**Aim:** State whether each statement below agrees with the spinning-wheel excerpt, answering yes or no and quoting the exact words of the excerpt that decide it. (a) The Louet Victoria is more versatile than the Majacraft Rose. (b) The Ashford Joy belonging to Anne in Dunedin folds down into a bag. (c) The first wheel owned by wool spinner was made by a friend.

**Excerpt:**
>> START
I currently have a Majacraft Rose wheel which will be up for sale soon, with accessories, and I've just gotten a Louet Victoria. I chose both wheels because they're good travelers. The Rose is much more versatile than the Victoria, but the Victoria is smaller and lighter. Now that I'm 72 and my back has problems from time to time, that smallness and lightness are worth a lot to me. Both wheels fold, BTW.


----------



## Anne in Dunedin

I have been spinning for about 10 years. Have three wheels, an Ashford Traveller from the 70's that was my first wheel
A Nagy traditional from the 80's that was given to me, a dream to spin on and an Ashford Joy that folds down into a bag.
The Joy was a birthday present from my family and ideal t take to the spinning group.
I belong to a group that meets twice a month. They are a lovely group of women, always helpful and incouraging.


----------



## wool spinner

I have 3 wheels, my first one was made for me by a friend that showed me how to spin (1990). I also have two Ashford wheels. Not sure if I can say one I like one more that the others, but the homemade one is special to me, just because of the person that made it for me. And I have to smile when I see it. I clean and card my wool and love doing it. It is just rewarding to see it from start to finish.
>> END
**Entries:**
>> START
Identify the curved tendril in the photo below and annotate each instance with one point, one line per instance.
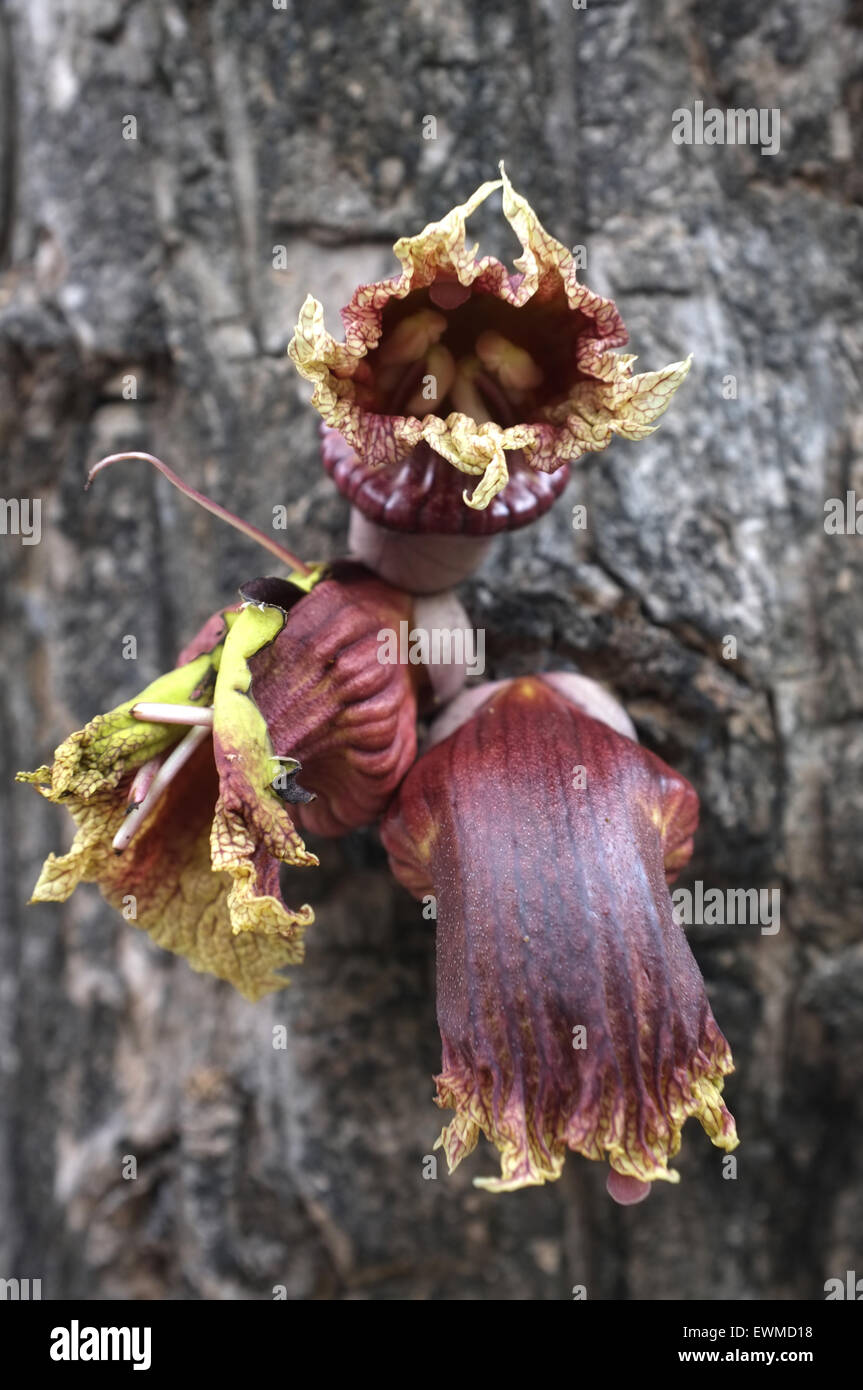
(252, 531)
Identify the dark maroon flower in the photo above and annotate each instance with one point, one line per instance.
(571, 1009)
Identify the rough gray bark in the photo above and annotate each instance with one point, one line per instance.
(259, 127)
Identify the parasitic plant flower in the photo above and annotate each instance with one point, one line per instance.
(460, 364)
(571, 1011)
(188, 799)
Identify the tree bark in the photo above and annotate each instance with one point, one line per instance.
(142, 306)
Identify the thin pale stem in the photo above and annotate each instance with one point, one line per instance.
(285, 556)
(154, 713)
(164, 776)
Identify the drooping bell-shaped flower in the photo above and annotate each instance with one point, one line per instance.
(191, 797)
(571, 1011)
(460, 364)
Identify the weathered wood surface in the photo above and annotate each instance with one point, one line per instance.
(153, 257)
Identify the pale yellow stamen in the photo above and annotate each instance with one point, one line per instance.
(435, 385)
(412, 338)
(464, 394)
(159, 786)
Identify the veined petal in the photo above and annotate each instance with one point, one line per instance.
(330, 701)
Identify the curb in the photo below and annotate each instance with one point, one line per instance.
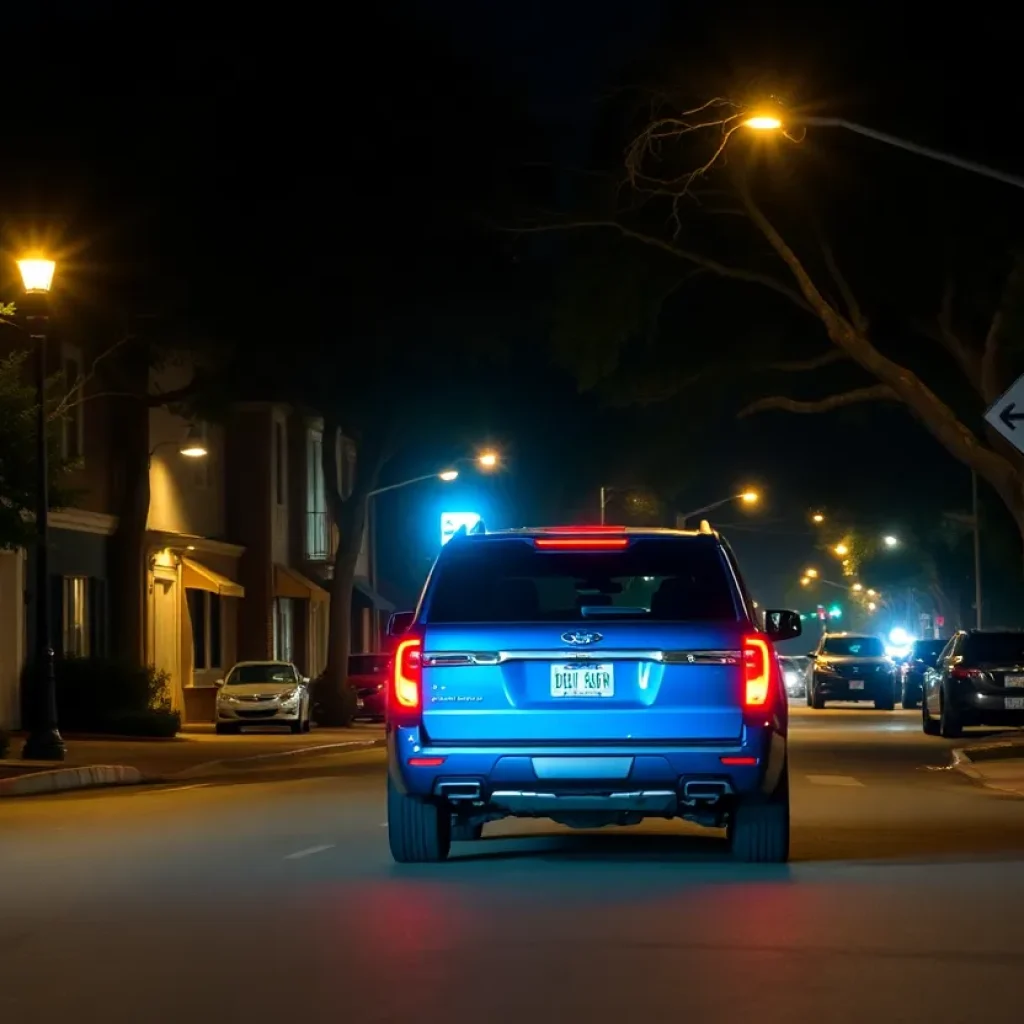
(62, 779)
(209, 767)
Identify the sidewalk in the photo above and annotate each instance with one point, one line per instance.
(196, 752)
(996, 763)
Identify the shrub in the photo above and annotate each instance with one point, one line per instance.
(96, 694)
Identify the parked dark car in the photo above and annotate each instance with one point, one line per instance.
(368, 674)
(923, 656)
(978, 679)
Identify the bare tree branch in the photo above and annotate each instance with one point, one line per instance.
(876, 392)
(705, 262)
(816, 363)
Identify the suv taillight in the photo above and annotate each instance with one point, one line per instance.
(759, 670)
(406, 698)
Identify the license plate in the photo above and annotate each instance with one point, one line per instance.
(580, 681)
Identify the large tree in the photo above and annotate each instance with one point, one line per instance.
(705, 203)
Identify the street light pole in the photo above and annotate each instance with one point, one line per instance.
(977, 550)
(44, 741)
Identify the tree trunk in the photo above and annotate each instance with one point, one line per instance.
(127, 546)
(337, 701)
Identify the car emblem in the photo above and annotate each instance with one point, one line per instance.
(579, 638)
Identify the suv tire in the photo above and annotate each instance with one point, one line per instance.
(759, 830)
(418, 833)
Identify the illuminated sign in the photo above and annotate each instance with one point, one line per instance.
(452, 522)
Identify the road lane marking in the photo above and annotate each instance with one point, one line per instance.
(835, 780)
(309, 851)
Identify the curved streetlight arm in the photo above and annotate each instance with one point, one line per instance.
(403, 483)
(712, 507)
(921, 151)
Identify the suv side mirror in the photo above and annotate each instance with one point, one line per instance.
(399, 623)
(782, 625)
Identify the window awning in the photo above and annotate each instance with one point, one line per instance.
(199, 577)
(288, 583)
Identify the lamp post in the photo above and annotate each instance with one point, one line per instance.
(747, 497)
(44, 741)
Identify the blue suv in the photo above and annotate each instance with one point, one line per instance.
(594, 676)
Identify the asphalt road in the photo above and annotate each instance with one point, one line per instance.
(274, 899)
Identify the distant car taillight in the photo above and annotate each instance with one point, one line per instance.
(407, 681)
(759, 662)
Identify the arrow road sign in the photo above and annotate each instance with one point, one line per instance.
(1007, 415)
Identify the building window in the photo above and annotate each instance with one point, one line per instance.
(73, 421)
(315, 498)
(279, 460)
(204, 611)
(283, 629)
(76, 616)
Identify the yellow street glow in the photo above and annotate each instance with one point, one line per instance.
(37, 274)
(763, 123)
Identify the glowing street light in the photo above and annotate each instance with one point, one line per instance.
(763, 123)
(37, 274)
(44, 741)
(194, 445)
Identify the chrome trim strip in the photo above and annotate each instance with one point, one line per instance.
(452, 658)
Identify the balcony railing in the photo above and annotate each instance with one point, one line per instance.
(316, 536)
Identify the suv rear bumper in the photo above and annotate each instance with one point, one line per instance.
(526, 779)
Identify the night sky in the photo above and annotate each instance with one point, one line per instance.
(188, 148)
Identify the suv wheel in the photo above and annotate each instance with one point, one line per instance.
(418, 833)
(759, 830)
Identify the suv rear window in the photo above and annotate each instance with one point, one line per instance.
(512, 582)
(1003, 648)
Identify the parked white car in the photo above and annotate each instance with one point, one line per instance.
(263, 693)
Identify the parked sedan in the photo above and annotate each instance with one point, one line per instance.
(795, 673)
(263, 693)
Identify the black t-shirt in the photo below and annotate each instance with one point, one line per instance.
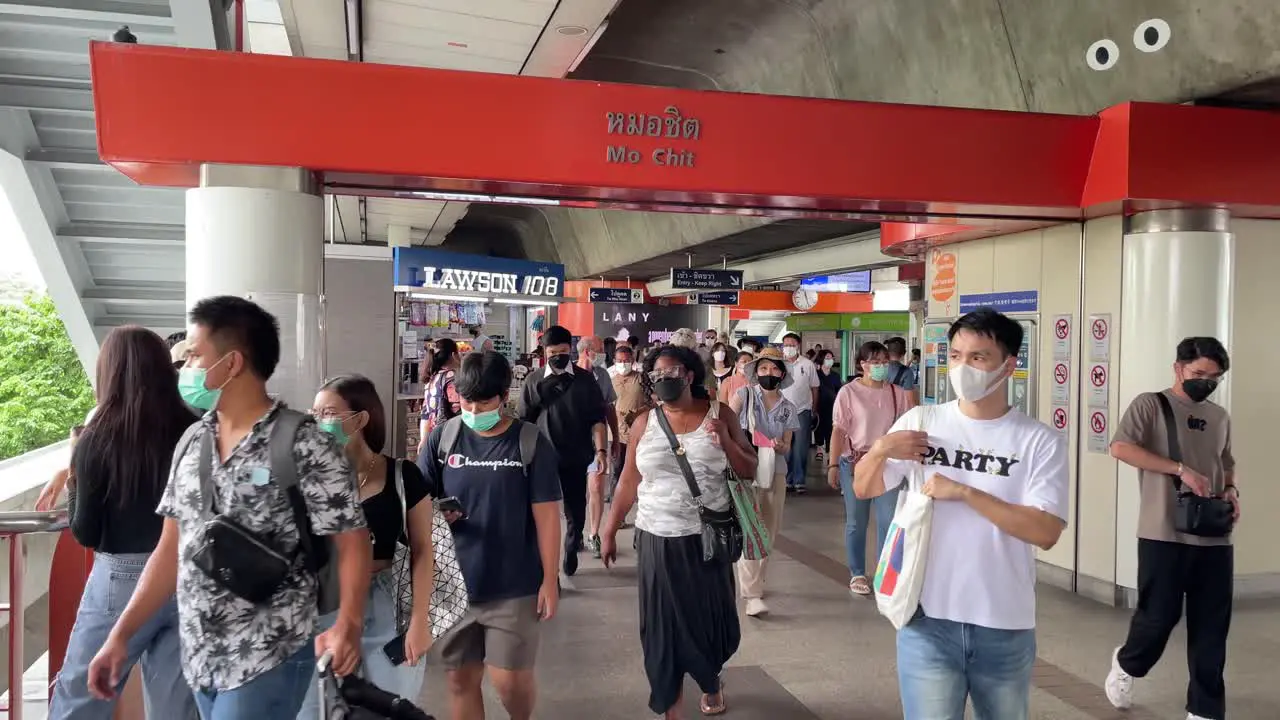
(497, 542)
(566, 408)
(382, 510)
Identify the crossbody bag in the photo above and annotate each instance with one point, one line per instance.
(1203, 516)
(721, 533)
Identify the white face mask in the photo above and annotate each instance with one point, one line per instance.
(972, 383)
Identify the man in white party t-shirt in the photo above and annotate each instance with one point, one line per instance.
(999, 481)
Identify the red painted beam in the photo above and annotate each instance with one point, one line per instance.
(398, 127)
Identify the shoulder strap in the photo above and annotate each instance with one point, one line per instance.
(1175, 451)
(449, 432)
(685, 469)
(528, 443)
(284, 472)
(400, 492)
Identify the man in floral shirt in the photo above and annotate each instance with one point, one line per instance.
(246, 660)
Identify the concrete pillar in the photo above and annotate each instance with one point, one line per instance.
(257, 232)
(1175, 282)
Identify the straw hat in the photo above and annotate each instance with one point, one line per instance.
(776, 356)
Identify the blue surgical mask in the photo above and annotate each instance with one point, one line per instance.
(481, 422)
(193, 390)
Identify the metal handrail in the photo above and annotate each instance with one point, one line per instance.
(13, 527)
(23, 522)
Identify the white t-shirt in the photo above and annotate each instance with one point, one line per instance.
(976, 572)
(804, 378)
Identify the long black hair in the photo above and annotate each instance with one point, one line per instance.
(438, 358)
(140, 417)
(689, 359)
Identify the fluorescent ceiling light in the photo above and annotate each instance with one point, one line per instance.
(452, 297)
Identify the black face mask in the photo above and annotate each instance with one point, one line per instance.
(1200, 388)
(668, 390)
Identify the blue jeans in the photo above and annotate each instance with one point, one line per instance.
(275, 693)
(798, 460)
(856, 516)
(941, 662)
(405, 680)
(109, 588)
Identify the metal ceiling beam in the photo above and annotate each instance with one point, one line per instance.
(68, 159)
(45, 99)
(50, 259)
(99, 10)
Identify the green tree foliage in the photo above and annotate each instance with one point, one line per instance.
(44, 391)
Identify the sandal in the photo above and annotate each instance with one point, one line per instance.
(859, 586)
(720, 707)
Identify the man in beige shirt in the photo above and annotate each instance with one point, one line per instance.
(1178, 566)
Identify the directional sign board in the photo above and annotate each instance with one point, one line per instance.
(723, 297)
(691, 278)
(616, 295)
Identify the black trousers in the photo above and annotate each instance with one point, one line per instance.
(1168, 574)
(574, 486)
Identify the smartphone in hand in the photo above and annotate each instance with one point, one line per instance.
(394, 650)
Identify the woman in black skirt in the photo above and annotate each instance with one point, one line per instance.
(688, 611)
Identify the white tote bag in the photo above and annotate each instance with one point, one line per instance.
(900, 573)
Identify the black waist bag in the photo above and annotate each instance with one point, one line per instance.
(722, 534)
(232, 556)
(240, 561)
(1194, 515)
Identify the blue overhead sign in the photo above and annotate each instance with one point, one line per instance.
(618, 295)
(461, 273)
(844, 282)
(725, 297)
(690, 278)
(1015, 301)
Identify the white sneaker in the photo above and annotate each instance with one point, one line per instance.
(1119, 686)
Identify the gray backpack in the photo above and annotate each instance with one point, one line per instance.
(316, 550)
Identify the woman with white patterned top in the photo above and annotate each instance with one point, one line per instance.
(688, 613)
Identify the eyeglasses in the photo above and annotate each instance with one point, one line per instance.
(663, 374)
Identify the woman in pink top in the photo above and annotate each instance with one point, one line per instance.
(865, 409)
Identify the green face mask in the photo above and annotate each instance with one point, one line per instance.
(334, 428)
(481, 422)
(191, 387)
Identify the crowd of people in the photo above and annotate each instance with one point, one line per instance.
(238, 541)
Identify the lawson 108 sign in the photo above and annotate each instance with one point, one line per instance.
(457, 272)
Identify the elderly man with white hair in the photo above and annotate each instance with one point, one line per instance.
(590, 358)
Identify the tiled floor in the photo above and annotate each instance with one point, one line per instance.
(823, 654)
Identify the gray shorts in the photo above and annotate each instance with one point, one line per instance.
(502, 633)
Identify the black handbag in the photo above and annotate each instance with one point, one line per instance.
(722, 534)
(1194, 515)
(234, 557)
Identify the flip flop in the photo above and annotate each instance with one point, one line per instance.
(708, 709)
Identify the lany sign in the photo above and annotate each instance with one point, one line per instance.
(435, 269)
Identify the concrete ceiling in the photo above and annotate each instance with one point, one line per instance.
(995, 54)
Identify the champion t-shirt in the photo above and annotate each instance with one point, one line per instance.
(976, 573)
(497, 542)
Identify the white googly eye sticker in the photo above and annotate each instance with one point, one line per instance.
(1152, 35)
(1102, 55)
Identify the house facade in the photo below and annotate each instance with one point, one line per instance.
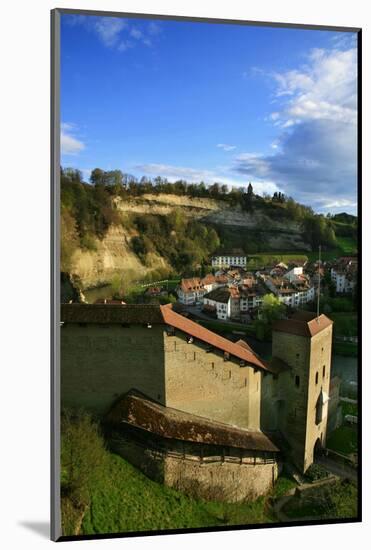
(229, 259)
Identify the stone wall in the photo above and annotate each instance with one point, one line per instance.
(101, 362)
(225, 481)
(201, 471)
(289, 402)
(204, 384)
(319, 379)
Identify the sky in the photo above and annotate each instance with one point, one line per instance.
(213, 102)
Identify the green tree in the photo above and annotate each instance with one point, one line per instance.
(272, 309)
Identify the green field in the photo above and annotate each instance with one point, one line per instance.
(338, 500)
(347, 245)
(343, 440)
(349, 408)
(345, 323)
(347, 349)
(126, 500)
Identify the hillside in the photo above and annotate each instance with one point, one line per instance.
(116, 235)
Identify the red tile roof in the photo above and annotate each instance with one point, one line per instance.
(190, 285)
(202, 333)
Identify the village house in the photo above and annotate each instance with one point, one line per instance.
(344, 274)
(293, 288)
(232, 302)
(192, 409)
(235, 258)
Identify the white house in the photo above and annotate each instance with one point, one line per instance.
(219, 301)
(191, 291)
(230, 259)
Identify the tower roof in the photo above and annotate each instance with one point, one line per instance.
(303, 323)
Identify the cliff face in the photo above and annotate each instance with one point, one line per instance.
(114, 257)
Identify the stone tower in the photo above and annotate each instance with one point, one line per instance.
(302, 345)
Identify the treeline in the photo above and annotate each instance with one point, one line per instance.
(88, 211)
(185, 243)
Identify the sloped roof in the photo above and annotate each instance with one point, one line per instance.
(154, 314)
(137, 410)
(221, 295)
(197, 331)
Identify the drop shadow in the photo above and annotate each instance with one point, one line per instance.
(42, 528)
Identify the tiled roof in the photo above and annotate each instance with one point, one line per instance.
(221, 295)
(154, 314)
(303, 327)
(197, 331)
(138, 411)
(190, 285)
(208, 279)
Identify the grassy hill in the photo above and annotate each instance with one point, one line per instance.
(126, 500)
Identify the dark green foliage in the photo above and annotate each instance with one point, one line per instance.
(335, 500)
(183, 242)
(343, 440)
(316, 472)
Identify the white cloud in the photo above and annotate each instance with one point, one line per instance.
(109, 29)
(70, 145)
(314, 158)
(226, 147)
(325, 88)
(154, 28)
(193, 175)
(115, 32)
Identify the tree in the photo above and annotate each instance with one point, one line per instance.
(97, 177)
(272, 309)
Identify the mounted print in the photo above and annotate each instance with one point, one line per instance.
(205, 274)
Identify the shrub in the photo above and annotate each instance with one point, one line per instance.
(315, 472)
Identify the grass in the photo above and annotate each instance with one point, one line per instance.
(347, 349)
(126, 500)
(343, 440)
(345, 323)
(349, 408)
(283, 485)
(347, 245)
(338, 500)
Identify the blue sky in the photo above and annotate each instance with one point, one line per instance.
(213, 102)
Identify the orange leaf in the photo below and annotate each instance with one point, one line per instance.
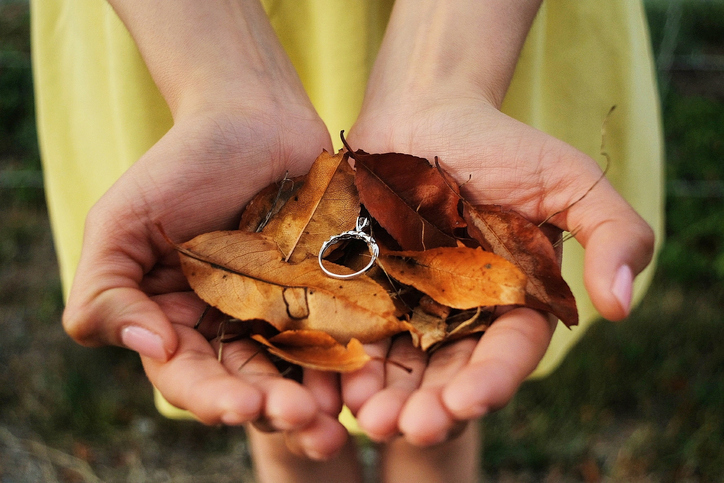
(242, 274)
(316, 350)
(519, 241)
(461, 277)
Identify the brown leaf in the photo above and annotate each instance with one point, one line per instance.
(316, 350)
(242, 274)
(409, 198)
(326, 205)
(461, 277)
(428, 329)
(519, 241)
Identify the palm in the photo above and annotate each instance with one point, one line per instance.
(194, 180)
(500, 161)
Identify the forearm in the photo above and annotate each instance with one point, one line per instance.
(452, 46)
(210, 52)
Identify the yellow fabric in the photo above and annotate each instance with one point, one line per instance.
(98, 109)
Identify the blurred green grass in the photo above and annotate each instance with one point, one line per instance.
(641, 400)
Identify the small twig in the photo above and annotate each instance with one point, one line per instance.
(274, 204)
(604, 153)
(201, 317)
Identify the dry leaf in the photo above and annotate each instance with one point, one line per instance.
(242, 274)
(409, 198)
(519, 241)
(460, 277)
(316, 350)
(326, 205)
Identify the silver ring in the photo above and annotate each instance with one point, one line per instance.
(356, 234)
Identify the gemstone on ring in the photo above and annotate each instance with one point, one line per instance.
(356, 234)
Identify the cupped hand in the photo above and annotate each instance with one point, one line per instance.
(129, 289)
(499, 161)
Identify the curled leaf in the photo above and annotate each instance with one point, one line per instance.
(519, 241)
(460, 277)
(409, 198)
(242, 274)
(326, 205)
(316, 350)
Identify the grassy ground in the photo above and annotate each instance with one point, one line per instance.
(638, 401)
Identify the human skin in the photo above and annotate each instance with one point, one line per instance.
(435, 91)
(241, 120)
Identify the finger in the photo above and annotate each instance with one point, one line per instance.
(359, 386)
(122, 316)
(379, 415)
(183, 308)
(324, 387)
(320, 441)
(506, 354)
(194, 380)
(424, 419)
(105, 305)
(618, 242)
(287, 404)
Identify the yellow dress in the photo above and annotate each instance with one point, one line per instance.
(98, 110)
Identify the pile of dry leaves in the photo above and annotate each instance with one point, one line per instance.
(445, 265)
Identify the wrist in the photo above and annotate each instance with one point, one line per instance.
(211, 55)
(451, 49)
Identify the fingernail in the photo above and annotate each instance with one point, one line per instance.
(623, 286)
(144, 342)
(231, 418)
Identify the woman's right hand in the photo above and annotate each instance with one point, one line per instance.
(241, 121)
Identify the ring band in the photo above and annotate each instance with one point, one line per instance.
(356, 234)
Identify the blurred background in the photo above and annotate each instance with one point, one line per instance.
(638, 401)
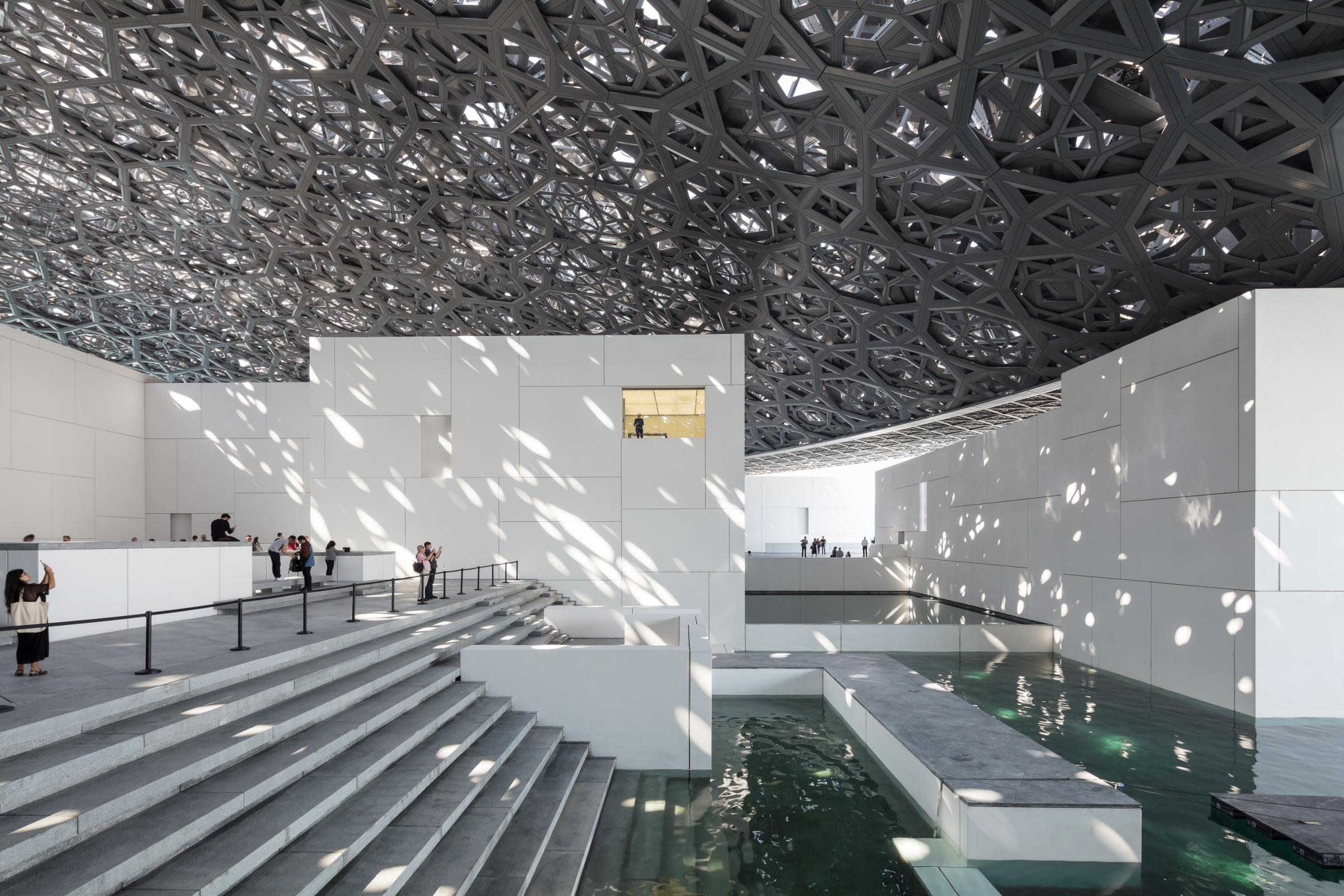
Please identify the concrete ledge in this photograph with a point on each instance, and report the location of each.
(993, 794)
>> END
**Answer to the exercise:**
(a) No: "The Rose is much more versatile than the Victoria"
(b) Yes: "an Ashford Joy that folds down into a bag"
(c) Yes: "my first one was made for me by a friend that showed me how to spin (1990)"